> **Location identification items**:

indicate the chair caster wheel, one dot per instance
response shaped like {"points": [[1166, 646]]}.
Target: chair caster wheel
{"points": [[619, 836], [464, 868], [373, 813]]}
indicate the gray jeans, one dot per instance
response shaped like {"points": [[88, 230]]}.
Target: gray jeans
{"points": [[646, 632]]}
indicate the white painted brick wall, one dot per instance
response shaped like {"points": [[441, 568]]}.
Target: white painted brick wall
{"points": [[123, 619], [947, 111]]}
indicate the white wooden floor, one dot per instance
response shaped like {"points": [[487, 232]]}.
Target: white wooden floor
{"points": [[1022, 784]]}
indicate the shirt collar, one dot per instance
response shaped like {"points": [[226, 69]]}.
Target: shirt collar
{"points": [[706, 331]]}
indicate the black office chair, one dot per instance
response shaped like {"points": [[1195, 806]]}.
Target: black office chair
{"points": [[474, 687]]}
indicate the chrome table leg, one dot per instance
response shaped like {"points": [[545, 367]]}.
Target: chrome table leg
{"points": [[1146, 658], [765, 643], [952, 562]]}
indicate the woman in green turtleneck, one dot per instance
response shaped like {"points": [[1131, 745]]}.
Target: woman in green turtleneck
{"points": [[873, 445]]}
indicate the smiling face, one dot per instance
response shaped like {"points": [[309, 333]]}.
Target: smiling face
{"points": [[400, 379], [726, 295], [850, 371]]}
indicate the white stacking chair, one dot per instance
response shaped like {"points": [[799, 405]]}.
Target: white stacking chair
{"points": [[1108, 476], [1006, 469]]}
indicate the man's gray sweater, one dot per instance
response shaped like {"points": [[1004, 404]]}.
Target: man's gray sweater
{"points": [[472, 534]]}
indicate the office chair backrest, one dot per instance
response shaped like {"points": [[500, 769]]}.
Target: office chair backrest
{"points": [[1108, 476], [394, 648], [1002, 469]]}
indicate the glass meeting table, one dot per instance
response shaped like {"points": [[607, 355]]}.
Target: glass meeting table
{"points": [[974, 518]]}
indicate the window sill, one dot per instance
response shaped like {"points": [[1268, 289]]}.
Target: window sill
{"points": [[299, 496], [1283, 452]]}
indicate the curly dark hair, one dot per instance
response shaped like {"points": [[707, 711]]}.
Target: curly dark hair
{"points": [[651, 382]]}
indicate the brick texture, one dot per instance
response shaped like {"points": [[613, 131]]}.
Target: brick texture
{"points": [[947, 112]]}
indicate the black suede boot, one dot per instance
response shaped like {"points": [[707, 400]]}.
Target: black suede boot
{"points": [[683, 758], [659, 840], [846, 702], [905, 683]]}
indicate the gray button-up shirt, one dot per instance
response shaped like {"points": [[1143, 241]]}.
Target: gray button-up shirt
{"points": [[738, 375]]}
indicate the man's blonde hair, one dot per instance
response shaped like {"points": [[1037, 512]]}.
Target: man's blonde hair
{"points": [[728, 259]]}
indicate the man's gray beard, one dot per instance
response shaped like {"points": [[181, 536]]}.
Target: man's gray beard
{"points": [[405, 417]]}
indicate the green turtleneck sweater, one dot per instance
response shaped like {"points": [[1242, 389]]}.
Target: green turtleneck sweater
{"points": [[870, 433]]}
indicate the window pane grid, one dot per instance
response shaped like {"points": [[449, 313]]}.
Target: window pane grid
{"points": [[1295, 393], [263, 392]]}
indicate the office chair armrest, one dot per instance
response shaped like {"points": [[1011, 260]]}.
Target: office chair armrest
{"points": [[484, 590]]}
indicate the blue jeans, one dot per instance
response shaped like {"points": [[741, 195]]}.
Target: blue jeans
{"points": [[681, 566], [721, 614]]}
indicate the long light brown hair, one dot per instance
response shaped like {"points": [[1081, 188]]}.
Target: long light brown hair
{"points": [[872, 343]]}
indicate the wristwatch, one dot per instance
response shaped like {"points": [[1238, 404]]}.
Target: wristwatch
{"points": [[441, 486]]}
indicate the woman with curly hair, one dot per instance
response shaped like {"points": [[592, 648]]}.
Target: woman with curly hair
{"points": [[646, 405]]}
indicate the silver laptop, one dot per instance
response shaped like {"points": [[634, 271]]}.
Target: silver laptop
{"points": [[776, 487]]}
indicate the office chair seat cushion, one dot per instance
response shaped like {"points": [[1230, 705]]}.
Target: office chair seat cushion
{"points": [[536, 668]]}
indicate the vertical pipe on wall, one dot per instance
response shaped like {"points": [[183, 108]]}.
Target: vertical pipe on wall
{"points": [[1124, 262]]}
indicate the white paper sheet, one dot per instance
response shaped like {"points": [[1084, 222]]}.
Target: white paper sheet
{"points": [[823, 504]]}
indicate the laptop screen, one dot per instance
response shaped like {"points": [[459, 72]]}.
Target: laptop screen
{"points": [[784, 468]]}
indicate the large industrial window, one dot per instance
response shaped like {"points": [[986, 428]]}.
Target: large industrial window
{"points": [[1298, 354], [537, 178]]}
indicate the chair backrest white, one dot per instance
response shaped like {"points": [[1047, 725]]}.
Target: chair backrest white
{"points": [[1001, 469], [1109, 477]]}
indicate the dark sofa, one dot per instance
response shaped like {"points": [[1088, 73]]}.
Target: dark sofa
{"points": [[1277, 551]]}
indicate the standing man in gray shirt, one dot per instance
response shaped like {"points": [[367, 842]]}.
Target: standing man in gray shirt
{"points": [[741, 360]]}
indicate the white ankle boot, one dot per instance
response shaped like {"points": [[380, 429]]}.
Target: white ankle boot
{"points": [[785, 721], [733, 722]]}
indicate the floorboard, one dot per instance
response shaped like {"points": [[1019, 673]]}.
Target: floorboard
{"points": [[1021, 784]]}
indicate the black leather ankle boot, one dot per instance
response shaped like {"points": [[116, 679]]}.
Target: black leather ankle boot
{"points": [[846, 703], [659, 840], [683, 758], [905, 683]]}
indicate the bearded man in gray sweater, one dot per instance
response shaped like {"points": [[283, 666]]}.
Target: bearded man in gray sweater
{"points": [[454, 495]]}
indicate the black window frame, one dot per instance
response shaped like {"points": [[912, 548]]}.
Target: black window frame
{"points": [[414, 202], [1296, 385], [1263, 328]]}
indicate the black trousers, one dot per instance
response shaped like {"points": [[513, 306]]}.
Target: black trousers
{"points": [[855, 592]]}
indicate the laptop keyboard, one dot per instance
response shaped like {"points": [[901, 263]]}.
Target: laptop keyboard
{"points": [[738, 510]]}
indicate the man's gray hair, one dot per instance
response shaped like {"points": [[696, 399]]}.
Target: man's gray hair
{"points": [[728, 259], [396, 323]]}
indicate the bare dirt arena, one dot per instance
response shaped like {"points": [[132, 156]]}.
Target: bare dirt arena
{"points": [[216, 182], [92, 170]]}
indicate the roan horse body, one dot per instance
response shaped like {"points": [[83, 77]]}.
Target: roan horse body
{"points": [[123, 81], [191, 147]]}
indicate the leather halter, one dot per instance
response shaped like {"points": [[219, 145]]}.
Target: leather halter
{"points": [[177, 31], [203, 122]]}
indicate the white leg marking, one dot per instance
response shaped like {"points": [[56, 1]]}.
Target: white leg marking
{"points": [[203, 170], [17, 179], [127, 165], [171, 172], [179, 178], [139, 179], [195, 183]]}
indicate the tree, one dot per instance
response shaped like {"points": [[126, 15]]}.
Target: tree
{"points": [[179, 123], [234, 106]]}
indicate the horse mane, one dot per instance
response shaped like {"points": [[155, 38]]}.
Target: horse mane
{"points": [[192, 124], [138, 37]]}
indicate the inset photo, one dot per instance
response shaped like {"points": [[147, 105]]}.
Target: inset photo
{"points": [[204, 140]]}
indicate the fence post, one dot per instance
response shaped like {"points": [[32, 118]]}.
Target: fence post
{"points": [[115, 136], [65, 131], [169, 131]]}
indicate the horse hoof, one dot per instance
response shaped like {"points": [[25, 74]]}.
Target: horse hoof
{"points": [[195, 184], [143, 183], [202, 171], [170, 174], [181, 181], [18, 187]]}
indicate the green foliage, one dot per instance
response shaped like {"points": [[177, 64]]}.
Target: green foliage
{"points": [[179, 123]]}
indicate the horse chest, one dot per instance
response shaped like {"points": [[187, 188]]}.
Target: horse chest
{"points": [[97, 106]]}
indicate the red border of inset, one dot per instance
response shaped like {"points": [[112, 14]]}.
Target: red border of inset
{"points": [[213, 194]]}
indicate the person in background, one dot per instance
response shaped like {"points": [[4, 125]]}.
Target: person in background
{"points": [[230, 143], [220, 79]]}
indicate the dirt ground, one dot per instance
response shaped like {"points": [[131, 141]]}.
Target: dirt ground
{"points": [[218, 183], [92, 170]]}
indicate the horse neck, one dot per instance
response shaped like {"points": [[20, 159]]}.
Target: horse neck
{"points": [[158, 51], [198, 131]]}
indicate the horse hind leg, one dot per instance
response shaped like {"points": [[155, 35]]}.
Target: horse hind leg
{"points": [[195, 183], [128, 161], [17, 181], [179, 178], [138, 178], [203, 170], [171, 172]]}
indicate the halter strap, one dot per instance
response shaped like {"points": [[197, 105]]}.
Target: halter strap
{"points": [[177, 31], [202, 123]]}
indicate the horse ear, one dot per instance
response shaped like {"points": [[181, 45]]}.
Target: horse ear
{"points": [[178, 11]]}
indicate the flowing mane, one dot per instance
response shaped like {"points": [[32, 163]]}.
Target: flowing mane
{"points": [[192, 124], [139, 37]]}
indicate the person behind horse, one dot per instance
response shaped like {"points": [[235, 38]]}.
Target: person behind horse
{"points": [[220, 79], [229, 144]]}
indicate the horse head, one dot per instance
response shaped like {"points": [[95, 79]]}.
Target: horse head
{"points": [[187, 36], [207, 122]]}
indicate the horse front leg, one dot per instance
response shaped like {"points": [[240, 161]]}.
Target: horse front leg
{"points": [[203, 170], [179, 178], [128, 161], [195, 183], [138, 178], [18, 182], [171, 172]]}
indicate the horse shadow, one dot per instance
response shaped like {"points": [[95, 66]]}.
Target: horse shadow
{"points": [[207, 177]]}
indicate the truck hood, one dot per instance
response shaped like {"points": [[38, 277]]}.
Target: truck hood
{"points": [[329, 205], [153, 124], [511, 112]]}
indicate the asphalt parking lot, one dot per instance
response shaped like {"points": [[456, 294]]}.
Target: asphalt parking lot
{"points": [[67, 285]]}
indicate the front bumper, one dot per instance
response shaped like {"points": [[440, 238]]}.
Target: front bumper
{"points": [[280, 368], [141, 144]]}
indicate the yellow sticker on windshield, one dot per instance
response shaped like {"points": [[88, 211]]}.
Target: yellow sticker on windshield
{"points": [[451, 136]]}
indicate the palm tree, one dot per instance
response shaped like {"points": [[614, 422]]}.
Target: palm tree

> **EXERCISE AIM**:
Find "indicate the horse ear, one dot per instance" in the data above, then repeat that line and all lines after it exactly, ending with the final line.

> **REPLY TO THE TASK**:
indicate the horse ear, one dot per instance
response shaped like {"points": [[181, 45]]}.
Target: horse ear
{"points": [[178, 11]]}
indicate the flowing mane, one dot per instance
response shaped like {"points": [[32, 163]]}.
Target: flowing mane
{"points": [[192, 124], [139, 37]]}
indicate the person behind horse, one dot per instance
response shaped like {"points": [[235, 38]]}.
Target: person behind horse
{"points": [[220, 79], [229, 144]]}
indicate the horse head, one dot per instance
response shaped like {"points": [[95, 79]]}.
Target: horse head
{"points": [[187, 36], [207, 122]]}
indicate the horse front leg, one dot per instance
response shaped like {"points": [[240, 161]]}.
Target: horse front leg
{"points": [[203, 170], [179, 178], [128, 161], [195, 183], [138, 178], [18, 182], [171, 172]]}
indicate the horse shadow, one dot per instance
response shaped like {"points": [[95, 66]]}.
Target: horse shadow
{"points": [[207, 177]]}
indicate the truck hood, one dot per instance
response shaped like {"points": [[38, 277]]}.
Target: truck hood
{"points": [[329, 205], [153, 124], [511, 112]]}
indicate the asphalt parking lot, one dot per instance
response shaped like {"points": [[456, 294]]}.
Target: asphalt parking lot
{"points": [[67, 285]]}
indicate the front bumper, one dot per instance
response shaped like {"points": [[440, 238]]}.
Target: front bumper
{"points": [[280, 368], [141, 144]]}
indicate the yellow sticker on windshield, one dot per instance
response shaped like {"points": [[88, 211]]}.
Target: yellow sticker on windshield
{"points": [[451, 136]]}
indicate the palm tree, one dot per instance
response shaped like {"points": [[614, 422]]}.
Target: palm tree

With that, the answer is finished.